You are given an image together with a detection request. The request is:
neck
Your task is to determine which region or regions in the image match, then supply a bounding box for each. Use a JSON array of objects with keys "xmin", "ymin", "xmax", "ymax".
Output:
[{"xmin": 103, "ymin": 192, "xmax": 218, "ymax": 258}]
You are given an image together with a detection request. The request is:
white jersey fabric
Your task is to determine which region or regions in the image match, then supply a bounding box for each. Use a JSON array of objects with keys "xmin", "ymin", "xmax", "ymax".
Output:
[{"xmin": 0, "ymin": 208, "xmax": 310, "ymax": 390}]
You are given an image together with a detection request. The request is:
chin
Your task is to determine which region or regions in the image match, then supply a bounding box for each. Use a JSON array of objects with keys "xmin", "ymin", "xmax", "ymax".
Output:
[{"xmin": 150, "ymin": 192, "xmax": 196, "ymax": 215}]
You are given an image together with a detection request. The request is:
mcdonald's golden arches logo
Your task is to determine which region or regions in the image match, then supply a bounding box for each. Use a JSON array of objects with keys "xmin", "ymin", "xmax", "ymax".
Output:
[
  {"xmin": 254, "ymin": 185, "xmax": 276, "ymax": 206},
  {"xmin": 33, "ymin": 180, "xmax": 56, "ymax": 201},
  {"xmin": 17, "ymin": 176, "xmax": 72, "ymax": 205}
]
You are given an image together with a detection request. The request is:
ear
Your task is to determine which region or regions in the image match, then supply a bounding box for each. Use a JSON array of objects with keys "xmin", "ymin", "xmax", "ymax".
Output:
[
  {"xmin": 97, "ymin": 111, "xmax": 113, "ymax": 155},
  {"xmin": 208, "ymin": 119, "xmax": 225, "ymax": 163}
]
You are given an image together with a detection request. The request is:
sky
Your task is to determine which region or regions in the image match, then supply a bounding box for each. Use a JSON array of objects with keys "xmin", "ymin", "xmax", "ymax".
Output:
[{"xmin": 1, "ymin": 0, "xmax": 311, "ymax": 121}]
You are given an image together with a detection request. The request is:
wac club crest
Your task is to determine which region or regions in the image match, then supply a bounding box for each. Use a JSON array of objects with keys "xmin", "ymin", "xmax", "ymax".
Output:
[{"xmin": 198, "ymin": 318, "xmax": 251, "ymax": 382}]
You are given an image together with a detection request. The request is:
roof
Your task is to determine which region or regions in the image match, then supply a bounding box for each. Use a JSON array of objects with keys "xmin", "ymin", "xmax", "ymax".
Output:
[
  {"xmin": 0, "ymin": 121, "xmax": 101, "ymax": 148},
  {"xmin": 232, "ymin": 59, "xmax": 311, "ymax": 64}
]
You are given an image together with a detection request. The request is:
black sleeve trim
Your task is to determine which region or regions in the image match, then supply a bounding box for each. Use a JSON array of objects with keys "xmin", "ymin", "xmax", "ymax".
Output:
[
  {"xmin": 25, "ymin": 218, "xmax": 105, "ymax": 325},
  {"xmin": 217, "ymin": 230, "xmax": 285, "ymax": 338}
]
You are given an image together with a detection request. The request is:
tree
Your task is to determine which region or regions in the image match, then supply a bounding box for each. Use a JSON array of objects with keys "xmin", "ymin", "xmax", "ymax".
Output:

+-------+

→ **Your task**: Retype each line of the listing exactly as it was given above.

→ **Result**:
You are given an image together with a detection request. The request is:
neck
Your task is to determine which region or regions in the image match, then supply a bounding box for each. Use a JSON array of objects with keys "xmin", "ymin", "xmax", "ymax".
Output:
[{"xmin": 103, "ymin": 192, "xmax": 218, "ymax": 258}]
You are given an image together with a detection request. The request is:
white jersey fabric
Your task is to determine which region or regions in the image match, then supply a bounding box for each. Use a JSON array of objects with keys "xmin", "ymin", "xmax", "ymax".
Output:
[{"xmin": 0, "ymin": 208, "xmax": 310, "ymax": 390}]
You are given an image together with a detection request. The request is:
chin
Your task is to determine which region or regions in the image match, then supply a bounding box for each. Use a JSON array of objects with keys "xmin", "ymin", "xmax", "ymax".
Output:
[{"xmin": 150, "ymin": 192, "xmax": 196, "ymax": 215}]
You are given an image together with a detection request. The request is:
mcdonald's golden arches logo
Your task is to determine which region or regions in the image match, then supply a bounding box for each. Use a JSON array of objects with keys "xmin", "ymin", "xmax", "ymax".
Output:
[
  {"xmin": 254, "ymin": 185, "xmax": 276, "ymax": 206},
  {"xmin": 33, "ymin": 180, "xmax": 56, "ymax": 201},
  {"xmin": 17, "ymin": 176, "xmax": 72, "ymax": 205}
]
You are given an image together with a detection request. The request is:
ear
Your task is to determine which region or regions in the image match, then supply a bounding box for each. Use a JSON array of objects with keys "xmin", "ymin", "xmax", "ymax".
Output:
[
  {"xmin": 97, "ymin": 111, "xmax": 113, "ymax": 155},
  {"xmin": 208, "ymin": 119, "xmax": 225, "ymax": 163}
]
You are given an image together with a detection request. The request is:
sky
Your task is to determine which region or regions in the image match, then supply a bounding box for each. Use a JSON array of objects with keys "xmin", "ymin", "xmax", "ymax".
Output:
[{"xmin": 1, "ymin": 0, "xmax": 311, "ymax": 121}]
You are given an image together with a detection request. The request is:
wac club crest
Your task is to determine which region or regions in the image match, then supply a bounding box for each. Use a JSON array of objects with keys "xmin", "ymin", "xmax", "ymax".
Output:
[{"xmin": 198, "ymin": 318, "xmax": 251, "ymax": 382}]
You are given an image together with a detection request. The request is:
roof
Your task is to determine which region or regions in the image match, then supply a bounding box for each. Use a JSON array of objects with keys "xmin", "ymin", "xmax", "ymax".
Output:
[
  {"xmin": 0, "ymin": 121, "xmax": 101, "ymax": 148},
  {"xmin": 232, "ymin": 59, "xmax": 311, "ymax": 64}
]
You are given an image together with a detection request. The request is:
black sleeve trim
Your task is to determine which region or regions in the image match, then supply a bounding box for each. Use a JSON array of objects with keys "xmin", "ymin", "xmax", "ymax".
Output:
[
  {"xmin": 25, "ymin": 218, "xmax": 105, "ymax": 325},
  {"xmin": 217, "ymin": 230, "xmax": 285, "ymax": 338}
]
You are given an image together with a detection request. The request is:
tree
Your task is to determine which region or regions in the image match, then supply a bounding box for each. Use a JSON array of objects with keys "xmin", "ymin", "xmax", "ymax".
Output:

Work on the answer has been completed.